Requirements.
Update the rows below by replacing "gabled roof" with "flat roof" and leaving everything else as it is.

[Stored records]

>>

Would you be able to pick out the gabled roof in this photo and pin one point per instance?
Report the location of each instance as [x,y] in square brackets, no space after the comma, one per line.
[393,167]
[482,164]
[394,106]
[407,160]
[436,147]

<<

Task result.
Would you be able to pick out the flat roof in this photo and pin one point per instance?
Report the location of each instance as [x,y] in square brackets, no space after the comma, one per line.
[393,167]
[482,164]
[394,106]
[407,160]
[436,147]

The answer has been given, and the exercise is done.